Aim
Please select every line in the rows below that contains the word "bark" and copy each of those lines.

Data listing
+ + + + + + +
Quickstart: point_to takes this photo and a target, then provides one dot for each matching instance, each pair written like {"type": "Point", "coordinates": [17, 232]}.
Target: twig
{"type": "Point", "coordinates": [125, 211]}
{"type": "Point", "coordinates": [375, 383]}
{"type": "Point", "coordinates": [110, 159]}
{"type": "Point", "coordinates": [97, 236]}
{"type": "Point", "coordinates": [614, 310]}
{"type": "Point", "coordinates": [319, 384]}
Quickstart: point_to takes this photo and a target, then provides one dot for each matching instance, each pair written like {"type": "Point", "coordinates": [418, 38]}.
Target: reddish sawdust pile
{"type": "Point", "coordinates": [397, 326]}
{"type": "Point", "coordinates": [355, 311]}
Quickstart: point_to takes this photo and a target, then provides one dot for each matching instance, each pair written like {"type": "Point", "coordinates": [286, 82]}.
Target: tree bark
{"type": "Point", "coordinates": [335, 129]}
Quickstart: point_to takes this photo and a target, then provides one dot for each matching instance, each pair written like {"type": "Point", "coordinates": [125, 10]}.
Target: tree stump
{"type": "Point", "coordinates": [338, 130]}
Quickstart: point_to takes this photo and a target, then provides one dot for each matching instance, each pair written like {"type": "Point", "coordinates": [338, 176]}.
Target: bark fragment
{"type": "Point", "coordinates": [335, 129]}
+ + + + + + +
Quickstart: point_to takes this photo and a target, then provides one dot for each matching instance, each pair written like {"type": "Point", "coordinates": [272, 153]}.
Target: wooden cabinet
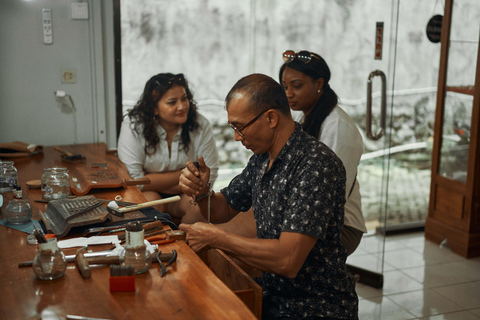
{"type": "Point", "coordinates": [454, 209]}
+ + + + + + +
Task response
Target: tree bark
Target: bark fragment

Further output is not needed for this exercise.